## Written exercise
Copy the material below, switching every "green glass bottle" to "green bottle" and keeping everything else the same.

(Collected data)

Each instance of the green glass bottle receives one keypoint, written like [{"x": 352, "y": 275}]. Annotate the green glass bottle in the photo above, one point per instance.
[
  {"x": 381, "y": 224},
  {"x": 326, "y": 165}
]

## Result of the exercise
Each instance of the green bottle receives one keypoint, written like [{"x": 352, "y": 275}]. Annotate the green bottle in the photo above, one point per instance.
[
  {"x": 381, "y": 224},
  {"x": 326, "y": 165}
]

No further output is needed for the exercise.